Stated exercise A -> Please reproduce everything in the listing from the line that contains "Exercise. Point to the wooden deck in" down to the end of the listing, requests included. Multiply every coordinate in the answers by 2.55 and round each result to a whole number, rounding halves up.

Text passage ->
..........

President Biden wraps up his regional visit
Putin to meet with Erdoğan and Raisi in Iran
New Jewish outposts in Judea-Samaria
Israeli Labor party elects its leader
U.S. envoy on anti-Semitism in South America
Expected bread-price increase frozen, for now
PRESIDENT BIDEN WRAPS UP HIS REGIONAL VISIT
U.S. President Joe Biden returns to Washington after having spent a few days in Israel, the West Bank and Saudi Arabia. During his visit to the Gulf, Saudi authorities gave permission for Israeli aircraft to fly over its territory, and announced direct flights from Tel Aviv to Mecca for the hajj pilgrimage. The development is seen as a step toward normalization of ties between Israel and Saudi Arabia.
However, the big question following Biden’s trip is what will happen next with Iran. Talks to revive the 2015 nuclear deal are expected to resume, with France saying that the window of opportunity will close in a few weeks. Biden told Israel that the United States is “not going to wait forever” for Iran to rejoin the deal, but refused to provide an explicit deadline for negotiations. The Islamic republic in Iran said last week it will not “back down from its rightful and logical stance” and the Iranian president advised Americans to “learn from their past mistakes.”
PUTIN TO MEET WITH ERDOĞAN AND RAISI IN IRAN
Russian President Vladimir Putin will visit Iran next week, to attend a meeting with the leaders of Iran and Turkey – Iran’s President Ebrahim Raisi and Turkey’s President Recep Tayyip Erdoğan. According to the Kremlin spokesperson, the trilateral talks will focus on Syria. It will be Putin’s second trip abroad since the onset of the Russian invasion of Ukraine. It comes a week after U.S. National Security Advisor Jake Sullivan revealed that U.S. Intelligence believes Iran is preparing to provide Russia with remotely piloted aircraft to use in Ukraine.
Russia and Iran have been involved in the Syrian civil war in recent years, supporting the regime of Syrian President Bashar al-Assad. Turkey has been backing the Sunni rebels against Assad, but often coordinates its actions with Russia, which is still setting the tone in parts of the embattled country.
NEW JEWISH OUTPOSTS IN JUDEA-SAMARIA
A Jewish settlement group is promoting efforts to establish three outposts at the same time in undisclosed locations of the ancient Jewish heartland also referred to as the West Bank.
The initiative proposed by the Nachala Settlement Movement is expected to meet opposition from left-wing Peace Now activists. A report in The Times of Israel noted that the project has already prompted severe violence and has been backed by right-wing and religious public figures, including lawmakers and rabbis.
ISRAELI LABOR PARTY ELECTS ITS LEADER
Israeli campaigns are underway ahead of the Nov. 1 elections. Political parties have until Sept. 1 to forge and submit their final member lists in order to run in the elections. Several parties, like Netanyahu’s Likud and the left-wing Labor, typically hold primary elections to determine the ranking of each representative and to choose their chairperson.

..........

Stated exercise B -> In the news roundup, by what date must Israeli political parties submit their final member lists to run in the elections?

Stored rows ->
..........

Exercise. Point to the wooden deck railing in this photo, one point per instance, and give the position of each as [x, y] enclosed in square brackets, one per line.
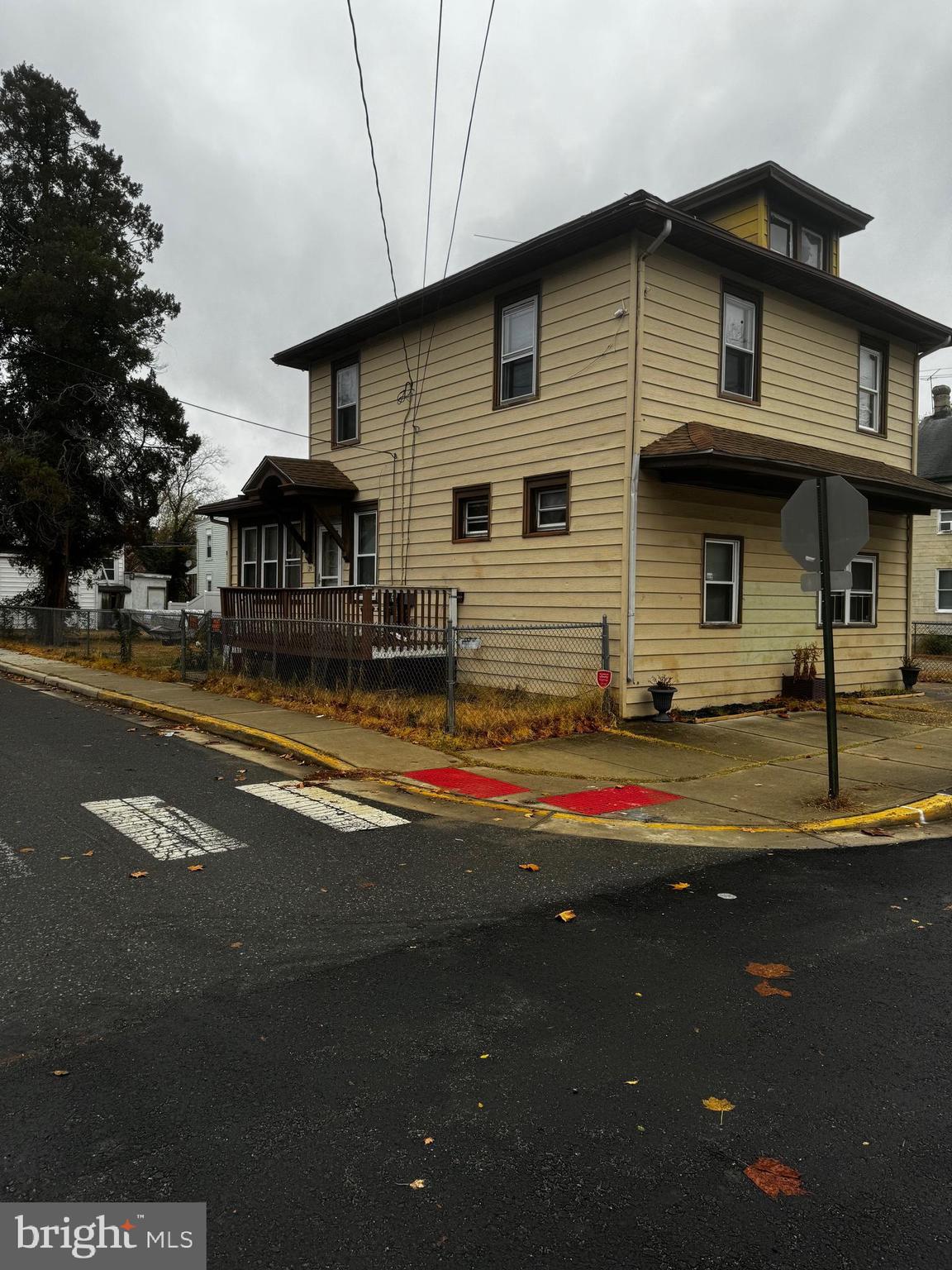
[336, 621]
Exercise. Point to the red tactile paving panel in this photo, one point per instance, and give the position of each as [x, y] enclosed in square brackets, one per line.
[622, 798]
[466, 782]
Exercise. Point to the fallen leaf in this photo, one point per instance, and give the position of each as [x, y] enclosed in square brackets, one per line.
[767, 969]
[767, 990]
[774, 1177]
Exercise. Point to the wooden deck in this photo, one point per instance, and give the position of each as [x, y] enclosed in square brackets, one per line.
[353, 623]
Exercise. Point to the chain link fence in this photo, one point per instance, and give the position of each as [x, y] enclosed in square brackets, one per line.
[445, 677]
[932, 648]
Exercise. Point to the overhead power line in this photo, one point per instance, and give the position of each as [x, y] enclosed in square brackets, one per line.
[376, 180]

..........

Task output A ->
Exercise. Point to the wooden deck in this photo, one point per instance, and give the position of each as [x, y] enclosed in square brackets, one per line.
[900, 1589]
Exercise. Point to the chain link fence in this photo, one point per instance, and give the position of each as [x, y] enclosed in square brackets, one per line.
[1135, 1726]
[2377, 1652]
Exercise. Point to the overhead power line in this photo, one point per instance, and give the position of each as [x, y] enclosed in square brackets, one per line.
[959, 459]

Task output B -> Sept. 1